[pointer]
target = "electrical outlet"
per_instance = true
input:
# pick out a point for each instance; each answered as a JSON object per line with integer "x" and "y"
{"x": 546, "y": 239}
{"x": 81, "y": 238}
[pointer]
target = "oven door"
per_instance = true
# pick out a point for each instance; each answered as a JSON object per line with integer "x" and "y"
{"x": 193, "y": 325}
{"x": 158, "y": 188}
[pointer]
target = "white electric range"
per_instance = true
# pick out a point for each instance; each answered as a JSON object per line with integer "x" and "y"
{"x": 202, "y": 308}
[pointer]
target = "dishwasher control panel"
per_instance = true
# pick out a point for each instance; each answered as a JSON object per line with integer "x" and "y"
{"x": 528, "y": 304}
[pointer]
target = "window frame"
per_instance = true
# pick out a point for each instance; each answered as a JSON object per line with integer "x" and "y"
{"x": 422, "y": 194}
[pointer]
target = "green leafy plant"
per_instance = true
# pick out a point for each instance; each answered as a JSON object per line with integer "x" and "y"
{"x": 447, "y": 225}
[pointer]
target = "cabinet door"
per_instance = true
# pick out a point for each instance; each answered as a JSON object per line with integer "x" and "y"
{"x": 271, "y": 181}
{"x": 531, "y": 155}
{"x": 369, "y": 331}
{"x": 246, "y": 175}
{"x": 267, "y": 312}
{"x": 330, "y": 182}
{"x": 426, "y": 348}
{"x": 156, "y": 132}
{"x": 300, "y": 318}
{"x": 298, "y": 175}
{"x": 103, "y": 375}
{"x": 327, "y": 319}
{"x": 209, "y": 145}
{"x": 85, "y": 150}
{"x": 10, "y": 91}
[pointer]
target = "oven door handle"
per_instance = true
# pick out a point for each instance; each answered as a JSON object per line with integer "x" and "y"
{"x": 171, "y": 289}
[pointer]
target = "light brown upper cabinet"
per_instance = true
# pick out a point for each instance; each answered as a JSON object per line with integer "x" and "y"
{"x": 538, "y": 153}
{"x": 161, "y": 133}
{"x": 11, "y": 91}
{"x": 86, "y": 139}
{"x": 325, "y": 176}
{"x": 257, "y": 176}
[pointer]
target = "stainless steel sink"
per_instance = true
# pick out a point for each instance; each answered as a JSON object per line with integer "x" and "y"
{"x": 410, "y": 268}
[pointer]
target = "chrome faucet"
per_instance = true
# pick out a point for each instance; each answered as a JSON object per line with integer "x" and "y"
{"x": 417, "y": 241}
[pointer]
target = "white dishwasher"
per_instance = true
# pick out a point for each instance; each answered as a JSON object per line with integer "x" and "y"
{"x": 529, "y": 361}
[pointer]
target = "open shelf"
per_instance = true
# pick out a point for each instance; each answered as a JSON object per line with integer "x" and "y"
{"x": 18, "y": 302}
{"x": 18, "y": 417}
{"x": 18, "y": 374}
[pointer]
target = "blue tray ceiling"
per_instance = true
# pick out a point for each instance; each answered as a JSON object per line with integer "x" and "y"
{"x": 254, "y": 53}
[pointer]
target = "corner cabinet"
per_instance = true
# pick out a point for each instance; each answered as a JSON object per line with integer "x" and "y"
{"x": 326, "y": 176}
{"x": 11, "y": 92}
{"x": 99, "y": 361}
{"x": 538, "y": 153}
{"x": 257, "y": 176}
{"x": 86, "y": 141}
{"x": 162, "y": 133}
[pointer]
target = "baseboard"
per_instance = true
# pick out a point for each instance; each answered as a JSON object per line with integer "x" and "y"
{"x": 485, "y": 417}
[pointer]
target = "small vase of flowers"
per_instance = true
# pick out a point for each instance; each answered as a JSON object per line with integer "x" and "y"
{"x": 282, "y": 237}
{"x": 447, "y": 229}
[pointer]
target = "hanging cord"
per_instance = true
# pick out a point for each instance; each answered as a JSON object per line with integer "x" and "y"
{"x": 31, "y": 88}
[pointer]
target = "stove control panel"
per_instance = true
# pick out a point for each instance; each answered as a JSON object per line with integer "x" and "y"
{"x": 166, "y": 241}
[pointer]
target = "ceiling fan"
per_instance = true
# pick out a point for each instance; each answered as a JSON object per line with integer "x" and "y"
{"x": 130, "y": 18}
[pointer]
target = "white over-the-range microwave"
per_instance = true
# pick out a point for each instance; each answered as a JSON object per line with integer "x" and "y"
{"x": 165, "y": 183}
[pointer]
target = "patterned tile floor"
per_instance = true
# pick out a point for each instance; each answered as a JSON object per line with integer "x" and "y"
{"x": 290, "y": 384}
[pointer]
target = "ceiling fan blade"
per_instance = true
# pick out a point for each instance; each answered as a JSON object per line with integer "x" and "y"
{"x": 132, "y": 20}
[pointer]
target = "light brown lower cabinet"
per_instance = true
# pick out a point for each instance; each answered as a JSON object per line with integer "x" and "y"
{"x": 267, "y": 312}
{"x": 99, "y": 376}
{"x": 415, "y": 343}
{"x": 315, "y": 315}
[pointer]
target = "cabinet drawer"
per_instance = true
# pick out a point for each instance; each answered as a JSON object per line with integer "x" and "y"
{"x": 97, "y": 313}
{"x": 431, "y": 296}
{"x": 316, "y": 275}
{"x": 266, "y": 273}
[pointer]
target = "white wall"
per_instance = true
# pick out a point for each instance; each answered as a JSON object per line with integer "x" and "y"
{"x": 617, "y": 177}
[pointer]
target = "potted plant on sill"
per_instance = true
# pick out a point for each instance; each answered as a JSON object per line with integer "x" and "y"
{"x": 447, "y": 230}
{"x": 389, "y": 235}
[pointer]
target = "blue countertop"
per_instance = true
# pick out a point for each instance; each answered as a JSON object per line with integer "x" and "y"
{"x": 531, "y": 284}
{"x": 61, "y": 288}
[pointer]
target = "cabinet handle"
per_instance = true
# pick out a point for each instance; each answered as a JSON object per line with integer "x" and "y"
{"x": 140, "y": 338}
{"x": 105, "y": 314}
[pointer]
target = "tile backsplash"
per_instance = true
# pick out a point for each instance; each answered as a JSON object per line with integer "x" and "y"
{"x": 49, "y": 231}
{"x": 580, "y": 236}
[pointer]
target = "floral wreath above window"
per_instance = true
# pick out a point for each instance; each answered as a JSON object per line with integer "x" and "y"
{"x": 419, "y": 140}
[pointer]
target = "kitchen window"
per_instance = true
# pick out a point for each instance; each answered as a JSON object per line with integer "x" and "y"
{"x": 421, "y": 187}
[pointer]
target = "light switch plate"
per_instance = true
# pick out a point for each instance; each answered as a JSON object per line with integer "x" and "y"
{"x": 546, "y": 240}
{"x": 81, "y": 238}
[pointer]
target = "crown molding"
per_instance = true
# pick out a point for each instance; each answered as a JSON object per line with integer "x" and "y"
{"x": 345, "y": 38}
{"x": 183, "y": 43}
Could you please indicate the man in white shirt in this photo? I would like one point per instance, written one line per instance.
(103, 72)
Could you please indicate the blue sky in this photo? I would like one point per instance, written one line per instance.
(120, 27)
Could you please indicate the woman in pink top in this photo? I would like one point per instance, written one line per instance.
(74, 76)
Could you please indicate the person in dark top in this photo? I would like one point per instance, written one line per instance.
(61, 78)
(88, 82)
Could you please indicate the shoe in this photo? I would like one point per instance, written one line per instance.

Stated exercise
Copy every line verbatim.

Written response
[pointer]
target = "electrical outlet"
per_instance = true
input:
# pick out a point for each instance; each answered as a JSON object per line with integer "x" and "y"
{"x": 546, "y": 239}
{"x": 81, "y": 238}
[pointer]
target = "oven door"
per_instance = true
# pick out a point for each instance; each answered as a JSON object per line with integer "x" and "y"
{"x": 193, "y": 325}
{"x": 158, "y": 188}
[pointer]
target = "white electric range"
per_instance = true
# pick out a point for each instance; each answered as a JSON object per line with integer "x" and "y"
{"x": 202, "y": 308}
[pointer]
target = "dishwasher control panel"
per_instance = true
# pick out a point for each instance; each answered as a JSON object per line with integer "x" and "y"
{"x": 528, "y": 304}
[pointer]
target = "window frame"
per_instance = true
# pick out a point for each instance; each answered as a JSON object per line with integer "x" and "y"
{"x": 422, "y": 194}
[pointer]
target = "green leafy plant"
per_instance = true
# pick out a point for each instance; each answered as a JSON object per line with integer "x" and "y"
{"x": 447, "y": 225}
[pointer]
target = "cabinet door"
per_instance = true
# pick out a point for each instance; each answered as a JSON object per line with integer "x" and "y"
{"x": 271, "y": 181}
{"x": 531, "y": 155}
{"x": 369, "y": 331}
{"x": 246, "y": 175}
{"x": 267, "y": 312}
{"x": 330, "y": 182}
{"x": 426, "y": 348}
{"x": 156, "y": 132}
{"x": 300, "y": 318}
{"x": 298, "y": 175}
{"x": 103, "y": 375}
{"x": 327, "y": 319}
{"x": 209, "y": 145}
{"x": 85, "y": 150}
{"x": 10, "y": 91}
[pointer]
target = "oven door handle"
per_instance = true
# pick out a point for each instance; each answered as a JSON object per line with integer "x" and "y"
{"x": 171, "y": 289}
[pointer]
target = "light brown upper cabinet"
per_instance = true
# pick out a point for each instance; each answered as a JSON object per line with integer "x" and "y"
{"x": 538, "y": 153}
{"x": 161, "y": 133}
{"x": 11, "y": 91}
{"x": 86, "y": 139}
{"x": 325, "y": 176}
{"x": 257, "y": 176}
[pointer]
target = "stainless steel sink"
per_instance = true
# pick out a point for each instance; each answered as a JSON object per line with integer "x" and "y"
{"x": 410, "y": 268}
[pointer]
target = "chrome faucet"
per_instance = true
# pick out a point for each instance; each answered as a JSON object per line with integer "x" and "y"
{"x": 417, "y": 241}
[pointer]
target = "white dishwasher"
per_instance = true
# pick out a point for each instance; each answered as a JSON object per line with integer "x" and "y"
{"x": 529, "y": 361}
[pointer]
target = "open shelf"
per_instance = true
# pick out a point for each instance; each answered as a JSON object per line with integer "x" and "y"
{"x": 18, "y": 302}
{"x": 18, "y": 417}
{"x": 18, "y": 374}
[pointer]
target = "blue tray ceiling"
per_instance = true
# pick out a point for each instance; each answered as a JSON object per line with integer "x" and "y"
{"x": 254, "y": 53}
[pointer]
target = "corner cabinet"
per_instance = true
# pick out a point for each instance; each answered as a JSON object per line with integer "x" and "y"
{"x": 326, "y": 176}
{"x": 11, "y": 92}
{"x": 99, "y": 361}
{"x": 538, "y": 153}
{"x": 257, "y": 176}
{"x": 86, "y": 141}
{"x": 162, "y": 133}
[pointer]
target = "baseboard"
per_instance = true
# pick out a point for each instance; each answered as a JSON object per line with integer "x" and "y"
{"x": 485, "y": 417}
[pointer]
target = "small vase of flowers"
per_instance = true
# pick out a point for each instance; each answered as a JSON object per line with integer "x" and "y"
{"x": 282, "y": 237}
{"x": 447, "y": 229}
[pointer]
target = "hanging cord"
per_instance = true
# pick out a point for each instance; each answered as a JSON object per line with integer "x" and "y"
{"x": 31, "y": 88}
[pointer]
target = "stove control panel"
per_instance = true
# pick out a point for each instance; each answered as a JSON object per line with integer "x" and "y"
{"x": 166, "y": 241}
[pointer]
target = "ceiling fan"
per_instance = true
# pick out a point for each instance; each answered as a JSON object per line with integer "x" and "y"
{"x": 130, "y": 18}
[pointer]
target = "white over-the-range microwave"
per_instance = true
# pick out a point for each instance; each answered as a JSON object per line with integer "x" and "y"
{"x": 165, "y": 183}
[pointer]
target = "patterned tile floor"
per_instance = true
# pick out a point for each instance; each answered as a JSON object per line with integer "x" and "y"
{"x": 290, "y": 384}
[pointer]
target = "ceiling fan blade"
per_instance = true
# pick out a point for each instance; each answered as a JSON object per line with integer "x" and "y"
{"x": 132, "y": 20}
[pointer]
target = "light brown lower cabinet"
per_instance = true
# pick out a point for each instance; each answered as a JSON object per line with integer "x" and "y"
{"x": 267, "y": 312}
{"x": 99, "y": 376}
{"x": 415, "y": 343}
{"x": 315, "y": 315}
[pointer]
target = "cabinet drawer"
per_instance = true
# pick out a point for each instance; each answered as a JSON object per line with integer "x" and "y"
{"x": 97, "y": 313}
{"x": 431, "y": 296}
{"x": 316, "y": 275}
{"x": 266, "y": 273}
[pointer]
target = "white wall"
per_instance = true
# pick out a point for each instance; each answered as a JSON object per line with integer "x" and "y"
{"x": 617, "y": 177}
[pointer]
target = "potted plant on sill"
per_instance = true
# pick out a point for each instance; each answered as a JSON object per line with integer "x" and "y"
{"x": 447, "y": 230}
{"x": 389, "y": 235}
[pointer]
target = "blue countertop"
per_instance = true
# pick out a point for each instance; each answered as a JSON object per line with integer "x" and "y"
{"x": 531, "y": 284}
{"x": 61, "y": 288}
[pointer]
target = "cabinet handle"
per_instance = true
# pick out a point for each instance; each answered as a JSON object per line with integer "x" and "y"
{"x": 140, "y": 338}
{"x": 105, "y": 314}
[pointer]
target = "tile backsplash"
per_instance = true
# pick out a point for each instance; each answered as a JSON object per line with integer "x" and "y"
{"x": 49, "y": 231}
{"x": 580, "y": 236}
[pointer]
target = "floral wreath above window"
per_instance = true
# pick out a point for each instance; each answered as a JSON object per line with integer "x" and "y"
{"x": 419, "y": 140}
[pointer]
target = "kitchen window"
per_instance = true
# pick out a point for each instance; each answered as a JSON object per line with integer "x" and "y"
{"x": 421, "y": 187}
[pointer]
target = "light switch plate"
per_instance = true
# pick out a point for each instance; each answered as a JSON object per line with integer "x" and "y"
{"x": 546, "y": 240}
{"x": 81, "y": 238}
[pointer]
target = "crown molding"
per_instance = true
# pick out a point for each instance; each answered as a JSON object per line with integer "x" and "y"
{"x": 345, "y": 38}
{"x": 183, "y": 43}
Could you please indicate the man in white shirt in this photo? I would like one point per instance, written one line per instance.
(103, 72)
Could you please indicate the blue sky in this photo? I would like one point per instance, written one line per instance.
(120, 27)
Could you please indicate the woman in pink top in this photo? I would like one point per instance, written one line per instance.
(74, 76)
Could you please indicate the person in dark top in this photo? I would like one point per instance, written one line per instance.
(61, 78)
(88, 82)
Could you please indicate the shoe in this photo? I would like one point per instance, written one line per instance.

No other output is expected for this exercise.